_Action item_:
Reproduce the passage in the article below about the scleroderma research award word for word, from "Scleroderma Foundation, ATS" to "may reduce scarring.".

***** Page extract

Scleroderma Foundation, ATS Award $80,000 to Dr. Cecilia Sanchez for Scleroderma Research
The Scleroderma Foundation and ATS Foundation have awarded $80,000 to Cecilia Sanchez, Ph.D., an Assistant Professor of Pulmonary Diseases at Tulane University, to conduct research in scleroderma-associated lung disease.
Patients with systemic scleroderma (SSc) frequently have fibrosis, or scarring, of the lung and skin, which leads to reduced respiratory function, disability, and early death. Recommended therapy for treating fibrosis in SSc patients has limited efficacy and significant side effects. Dr. Sanchez will assess whether an FDA-approved drug (nelfinavir) can be repurposed to treat fibrosis. Nelfinavir blocks major signal pathways that are well-known to lead to fibrosis and increases autophagy, a biological process that may reduce scarring.
As part of her project, Dr. Sanchez hopes to build upon nascent autophagy research and conclusively demonstrate that stimulating autophagy helps prevent fibrosis. “Our overarching goal is to show that Nelfinavir can be an effective new treatment for systemic fibrosis in SSc patients, and our evidence will be especially compelling if we can show that it attacks the disease through two mechanisms,” Dr. Sanchez explains. “If we can establish its efficacy on the microscopic level, we expect that this drug, which is already used safely to treat other conditions, will move swiftly through human trials.” SSc patients, thus, may soon have a drug that reduces the progression and potentially reverses systemic fibrosis.
The ATS Foundation (foundation.thoracic.org) and Scleroderma Foundation (scleroderma.org) provided funding for Dr. Sanchez's research. The ATS Foundation has supported over $10 million in grants to early career investigators conducting research in lung disease since 2002. The Scleroderma Foundation budgets approximately $1 million a year to support scleroderma research—and has provided over $18 million in grant funding since 1998. It also provides advocacy for and education to the patients it supports. Together, these foundations are making strides towards a cure for lung disease during a time of limited federal research funding.

**********
***** Supplied entries

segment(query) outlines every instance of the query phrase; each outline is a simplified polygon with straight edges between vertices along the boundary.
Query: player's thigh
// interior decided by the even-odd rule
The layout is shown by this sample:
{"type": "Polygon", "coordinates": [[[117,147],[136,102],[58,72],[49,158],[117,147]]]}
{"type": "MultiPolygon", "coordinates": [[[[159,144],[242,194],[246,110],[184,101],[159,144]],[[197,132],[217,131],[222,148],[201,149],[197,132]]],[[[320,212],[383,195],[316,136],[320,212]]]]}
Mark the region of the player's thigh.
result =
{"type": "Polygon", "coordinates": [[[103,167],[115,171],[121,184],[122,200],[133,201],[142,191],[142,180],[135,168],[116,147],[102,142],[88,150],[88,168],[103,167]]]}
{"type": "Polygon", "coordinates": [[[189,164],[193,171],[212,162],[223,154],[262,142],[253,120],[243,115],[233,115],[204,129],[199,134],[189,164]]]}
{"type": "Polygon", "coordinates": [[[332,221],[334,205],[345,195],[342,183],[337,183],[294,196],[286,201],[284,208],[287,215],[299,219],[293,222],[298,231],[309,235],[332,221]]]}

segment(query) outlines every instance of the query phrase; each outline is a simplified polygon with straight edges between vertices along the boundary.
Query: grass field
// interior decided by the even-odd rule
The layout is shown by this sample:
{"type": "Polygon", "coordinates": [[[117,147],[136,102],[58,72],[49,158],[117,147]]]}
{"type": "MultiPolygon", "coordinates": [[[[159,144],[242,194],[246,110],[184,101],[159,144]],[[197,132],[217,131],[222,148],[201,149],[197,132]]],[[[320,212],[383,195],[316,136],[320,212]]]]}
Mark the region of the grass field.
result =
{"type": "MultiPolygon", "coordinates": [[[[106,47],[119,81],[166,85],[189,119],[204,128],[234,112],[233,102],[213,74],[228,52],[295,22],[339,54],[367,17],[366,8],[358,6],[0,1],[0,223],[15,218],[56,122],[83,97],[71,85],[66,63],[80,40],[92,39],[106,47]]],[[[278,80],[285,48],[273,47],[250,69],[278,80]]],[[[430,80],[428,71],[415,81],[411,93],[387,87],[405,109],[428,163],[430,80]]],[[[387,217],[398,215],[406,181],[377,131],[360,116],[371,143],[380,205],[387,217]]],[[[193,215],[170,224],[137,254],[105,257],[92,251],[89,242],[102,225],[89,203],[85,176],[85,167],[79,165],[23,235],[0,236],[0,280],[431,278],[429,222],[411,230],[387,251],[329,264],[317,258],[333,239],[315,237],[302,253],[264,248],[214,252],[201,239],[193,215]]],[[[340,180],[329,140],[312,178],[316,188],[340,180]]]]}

**********
***** Supplied entries

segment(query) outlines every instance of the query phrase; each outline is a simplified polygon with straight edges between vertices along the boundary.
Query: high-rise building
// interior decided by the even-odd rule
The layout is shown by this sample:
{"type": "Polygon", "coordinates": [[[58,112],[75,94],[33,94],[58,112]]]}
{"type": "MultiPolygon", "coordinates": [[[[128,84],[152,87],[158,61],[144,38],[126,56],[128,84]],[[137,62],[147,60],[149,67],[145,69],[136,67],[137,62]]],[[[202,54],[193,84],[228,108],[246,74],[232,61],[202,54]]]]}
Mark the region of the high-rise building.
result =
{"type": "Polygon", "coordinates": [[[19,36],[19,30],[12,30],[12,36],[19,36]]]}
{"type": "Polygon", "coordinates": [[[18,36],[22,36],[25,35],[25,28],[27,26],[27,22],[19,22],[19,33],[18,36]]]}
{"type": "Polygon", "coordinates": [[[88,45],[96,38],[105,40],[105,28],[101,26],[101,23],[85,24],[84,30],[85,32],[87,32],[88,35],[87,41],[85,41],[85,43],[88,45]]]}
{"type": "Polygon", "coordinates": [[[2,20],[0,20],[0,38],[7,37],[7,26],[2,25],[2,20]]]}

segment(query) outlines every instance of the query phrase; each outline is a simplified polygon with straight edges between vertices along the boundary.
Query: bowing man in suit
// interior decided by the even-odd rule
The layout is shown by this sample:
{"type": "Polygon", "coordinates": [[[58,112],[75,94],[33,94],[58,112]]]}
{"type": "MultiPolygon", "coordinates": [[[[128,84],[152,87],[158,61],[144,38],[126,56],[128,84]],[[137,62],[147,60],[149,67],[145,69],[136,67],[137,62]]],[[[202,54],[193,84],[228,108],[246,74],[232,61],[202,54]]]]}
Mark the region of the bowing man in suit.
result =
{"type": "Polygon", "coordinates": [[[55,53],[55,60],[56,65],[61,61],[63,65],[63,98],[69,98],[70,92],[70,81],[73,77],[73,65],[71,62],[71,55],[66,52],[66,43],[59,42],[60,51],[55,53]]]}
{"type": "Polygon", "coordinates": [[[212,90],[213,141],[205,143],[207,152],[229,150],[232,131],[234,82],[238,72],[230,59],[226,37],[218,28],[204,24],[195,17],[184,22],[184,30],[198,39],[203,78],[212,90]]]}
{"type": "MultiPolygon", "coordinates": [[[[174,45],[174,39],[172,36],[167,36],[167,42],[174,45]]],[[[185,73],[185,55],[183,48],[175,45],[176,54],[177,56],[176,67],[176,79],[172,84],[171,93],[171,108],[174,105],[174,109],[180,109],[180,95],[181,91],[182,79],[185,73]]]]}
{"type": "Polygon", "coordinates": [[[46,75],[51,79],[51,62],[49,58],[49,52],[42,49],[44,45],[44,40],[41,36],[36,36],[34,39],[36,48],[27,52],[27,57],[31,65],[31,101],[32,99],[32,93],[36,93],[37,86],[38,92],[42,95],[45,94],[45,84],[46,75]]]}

**********

_Answer for this exercise_:
Scleroderma Foundation, ATS Award $80,000 to Dr. Cecilia Sanchez for Scleroderma Research
The Scleroderma Foundation and ATS Foundation have awarded $80,000 to Cecilia Sanchez, Ph.D., an Assistant Professor of Pulmonary Diseases at Tulane University, to conduct research in scleroderma-associated lung disease.
Patients with systemic scleroderma (SSc) frequently have fibrosis, or scarring, of the lung and skin, which leads to reduced respiratory function, disability, and early death. Recommended therapy for treating fibrosis in SSc patients has limited efficacy and significant side effects. Dr. Sanchez will assess whether an FDA-approved drug (nelfinavir) can be repurposed to treat fibrosis. Nelfinavir blocks major signal pathways that are well-known to lead to fibrosis and increases autophagy, a biological process that may reduce scarring.